- EXCERPTED TEXT:
Central Archives of Historical Records in Warsaw (, AGAD) is one of Poland's four national archives. It holds records ranging from 12th century until World War I. The current headquarters is located in Raczyński Palace located at Długa 7 Street in Warsaw.

History
The archive was founded in 1808.

A large portion of the archive was intentionally destroyed by Nazi Germany during World War II in 1939 and in 1944. In the aftermath of the suppression of the Warsaw Uprising of 1944, the archives were not only deliberately set ablaze, but the Nazi German troops also entered each of the nine accessible fire-proof vaults in the underground shelter and meticulously burned one after another (entrance to the 10th was blocked by rubble, thus saving its contents).

Official names 
The archive went through several name changes:
National General Archive (Polish: Archiwum Ogólne Krajowe) (1808-1816)

- Pointing records:
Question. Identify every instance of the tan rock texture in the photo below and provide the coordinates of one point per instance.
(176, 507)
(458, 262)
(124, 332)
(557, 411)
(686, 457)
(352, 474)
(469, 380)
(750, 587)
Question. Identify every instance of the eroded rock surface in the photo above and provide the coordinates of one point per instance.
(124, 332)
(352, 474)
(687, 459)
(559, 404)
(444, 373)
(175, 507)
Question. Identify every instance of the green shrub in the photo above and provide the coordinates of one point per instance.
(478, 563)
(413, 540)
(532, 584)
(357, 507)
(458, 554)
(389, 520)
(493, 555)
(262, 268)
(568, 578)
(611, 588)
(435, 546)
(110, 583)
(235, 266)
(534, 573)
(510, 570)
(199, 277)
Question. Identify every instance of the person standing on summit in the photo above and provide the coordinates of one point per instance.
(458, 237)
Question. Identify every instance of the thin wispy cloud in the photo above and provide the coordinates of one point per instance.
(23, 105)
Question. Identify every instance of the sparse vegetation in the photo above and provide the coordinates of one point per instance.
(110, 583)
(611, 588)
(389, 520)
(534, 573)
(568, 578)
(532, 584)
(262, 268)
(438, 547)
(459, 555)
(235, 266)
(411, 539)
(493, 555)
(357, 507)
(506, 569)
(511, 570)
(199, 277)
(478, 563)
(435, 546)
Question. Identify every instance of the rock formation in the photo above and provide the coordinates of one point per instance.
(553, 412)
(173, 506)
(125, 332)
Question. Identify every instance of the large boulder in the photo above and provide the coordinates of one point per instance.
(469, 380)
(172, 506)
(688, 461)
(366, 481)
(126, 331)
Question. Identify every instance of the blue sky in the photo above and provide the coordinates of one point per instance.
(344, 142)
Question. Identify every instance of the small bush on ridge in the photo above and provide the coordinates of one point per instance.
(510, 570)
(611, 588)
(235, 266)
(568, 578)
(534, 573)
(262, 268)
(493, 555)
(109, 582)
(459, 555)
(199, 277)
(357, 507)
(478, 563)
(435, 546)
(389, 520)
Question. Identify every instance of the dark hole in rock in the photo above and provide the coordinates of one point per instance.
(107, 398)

- GIVEN INSTRUCTION:
List each distinct year written out as a number in the text on the Central Archives of Historical Records, in the order it first appears.

- RESPONSE BELOW:
1808, 1939, 1944, 1816